YOUR OBJECTIVE: Copy out the listing below word for word, everything from its first line down to and including the line containing "x=771, y=1158".

RECORD EXTRACTS:
──────────────────────────────

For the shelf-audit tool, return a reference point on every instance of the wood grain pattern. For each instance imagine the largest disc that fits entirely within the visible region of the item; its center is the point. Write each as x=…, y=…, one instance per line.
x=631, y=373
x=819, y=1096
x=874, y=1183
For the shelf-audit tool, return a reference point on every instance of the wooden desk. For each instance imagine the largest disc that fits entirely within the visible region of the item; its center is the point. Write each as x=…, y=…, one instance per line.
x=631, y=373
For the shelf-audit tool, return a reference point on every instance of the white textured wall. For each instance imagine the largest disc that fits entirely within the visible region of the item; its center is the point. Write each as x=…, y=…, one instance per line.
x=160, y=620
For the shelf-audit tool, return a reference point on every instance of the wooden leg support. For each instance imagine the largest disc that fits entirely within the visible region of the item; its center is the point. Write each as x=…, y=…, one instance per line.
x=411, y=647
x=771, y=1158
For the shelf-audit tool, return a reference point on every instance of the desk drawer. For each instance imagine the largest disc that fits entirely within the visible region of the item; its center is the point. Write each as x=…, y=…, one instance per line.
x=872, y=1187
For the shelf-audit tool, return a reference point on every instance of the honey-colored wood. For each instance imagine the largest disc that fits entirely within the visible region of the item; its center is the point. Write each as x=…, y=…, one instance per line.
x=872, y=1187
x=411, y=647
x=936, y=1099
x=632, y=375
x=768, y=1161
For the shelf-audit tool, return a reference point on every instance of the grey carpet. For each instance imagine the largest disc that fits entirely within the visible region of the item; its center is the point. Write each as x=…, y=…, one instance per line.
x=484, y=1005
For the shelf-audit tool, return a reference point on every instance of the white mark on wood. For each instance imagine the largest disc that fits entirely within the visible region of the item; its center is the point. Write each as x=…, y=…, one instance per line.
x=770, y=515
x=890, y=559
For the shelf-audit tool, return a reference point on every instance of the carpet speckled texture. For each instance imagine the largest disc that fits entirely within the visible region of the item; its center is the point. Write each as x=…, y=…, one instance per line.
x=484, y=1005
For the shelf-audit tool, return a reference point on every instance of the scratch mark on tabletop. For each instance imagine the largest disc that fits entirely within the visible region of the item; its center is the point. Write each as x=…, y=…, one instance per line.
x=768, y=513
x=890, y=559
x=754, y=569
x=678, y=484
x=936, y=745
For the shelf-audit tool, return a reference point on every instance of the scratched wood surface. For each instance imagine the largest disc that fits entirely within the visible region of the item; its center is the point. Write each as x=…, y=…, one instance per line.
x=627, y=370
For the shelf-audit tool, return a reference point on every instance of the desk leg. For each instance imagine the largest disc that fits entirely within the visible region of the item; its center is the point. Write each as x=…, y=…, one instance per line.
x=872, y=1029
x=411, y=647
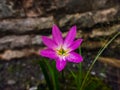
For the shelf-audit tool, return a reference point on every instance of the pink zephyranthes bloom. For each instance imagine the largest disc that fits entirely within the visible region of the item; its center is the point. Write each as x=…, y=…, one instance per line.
x=62, y=50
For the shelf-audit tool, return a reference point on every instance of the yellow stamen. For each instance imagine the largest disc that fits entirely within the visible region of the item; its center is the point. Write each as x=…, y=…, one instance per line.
x=62, y=52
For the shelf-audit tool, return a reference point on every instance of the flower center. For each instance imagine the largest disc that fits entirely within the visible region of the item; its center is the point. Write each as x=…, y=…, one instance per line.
x=62, y=52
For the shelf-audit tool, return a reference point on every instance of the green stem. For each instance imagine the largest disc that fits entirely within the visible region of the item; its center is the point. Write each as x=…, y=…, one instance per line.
x=81, y=88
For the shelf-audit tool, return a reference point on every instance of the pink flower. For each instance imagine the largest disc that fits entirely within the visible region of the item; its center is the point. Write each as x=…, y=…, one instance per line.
x=62, y=50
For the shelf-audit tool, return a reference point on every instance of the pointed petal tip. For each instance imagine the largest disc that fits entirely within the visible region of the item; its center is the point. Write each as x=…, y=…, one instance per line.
x=74, y=28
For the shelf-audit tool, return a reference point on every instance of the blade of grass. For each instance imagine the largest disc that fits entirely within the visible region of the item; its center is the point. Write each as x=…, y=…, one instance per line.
x=46, y=75
x=100, y=52
x=80, y=72
x=53, y=74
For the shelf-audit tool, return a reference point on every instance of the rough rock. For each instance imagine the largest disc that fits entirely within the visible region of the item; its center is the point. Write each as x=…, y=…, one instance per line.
x=20, y=26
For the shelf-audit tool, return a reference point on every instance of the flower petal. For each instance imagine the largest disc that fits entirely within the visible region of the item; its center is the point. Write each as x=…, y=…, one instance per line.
x=75, y=44
x=57, y=35
x=48, y=42
x=60, y=64
x=70, y=36
x=48, y=53
x=74, y=57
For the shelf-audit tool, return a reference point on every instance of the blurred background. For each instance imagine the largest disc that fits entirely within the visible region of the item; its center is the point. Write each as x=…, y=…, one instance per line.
x=23, y=22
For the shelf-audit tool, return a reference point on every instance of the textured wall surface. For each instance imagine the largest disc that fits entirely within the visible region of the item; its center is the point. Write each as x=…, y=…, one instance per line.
x=23, y=22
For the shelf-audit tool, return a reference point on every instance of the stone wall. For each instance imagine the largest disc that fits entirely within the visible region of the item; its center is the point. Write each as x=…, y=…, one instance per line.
x=22, y=22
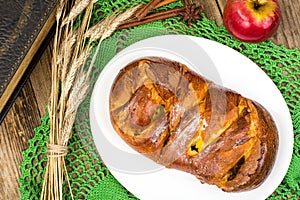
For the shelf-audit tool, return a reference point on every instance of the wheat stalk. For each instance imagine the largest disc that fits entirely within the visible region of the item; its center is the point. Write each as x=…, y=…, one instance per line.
x=70, y=82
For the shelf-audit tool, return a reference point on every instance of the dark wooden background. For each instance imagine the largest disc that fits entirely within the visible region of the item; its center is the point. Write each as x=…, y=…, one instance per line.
x=30, y=105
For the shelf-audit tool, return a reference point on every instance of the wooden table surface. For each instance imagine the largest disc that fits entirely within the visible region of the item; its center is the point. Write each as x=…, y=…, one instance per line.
x=30, y=105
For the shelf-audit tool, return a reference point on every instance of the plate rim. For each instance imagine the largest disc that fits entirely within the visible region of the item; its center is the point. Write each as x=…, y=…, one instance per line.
x=200, y=40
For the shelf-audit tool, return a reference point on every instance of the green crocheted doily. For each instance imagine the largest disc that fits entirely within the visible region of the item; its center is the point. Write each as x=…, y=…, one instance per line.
x=90, y=178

──────────────────────────────

TASK OUTPUT:
For the shelf-audit tool, return a reference point on every instance of the wood grain pattern. For each instance imagine the largest disc that fits entirely within the visible region of the item; its center is the point. Write each as x=…, y=…, one instance per line.
x=631, y=373
x=819, y=1096
x=874, y=1183
For the shelf-audit tool, return a reference point on every instance of the wooden desk. For each instance imagine the largest disc that fits entirely within the visible region of the item; its center is the point. Write each as x=…, y=…, one instance per line.
x=631, y=373
For the shelf-audit tool, return a reference point on every instance of the white textured wall. For each instance imagine the largest disc that fits entirely within the visible region of the item; its center is the point. Write each as x=…, y=…, one instance per line.
x=160, y=620
For the shelf-audit tool, return a reference point on every instance of the wooden leg support. For each instance imagine the largest disc that fits entirely within the visible region of the item; its center is the point. Write each as x=…, y=…, one instance per line.
x=411, y=647
x=771, y=1158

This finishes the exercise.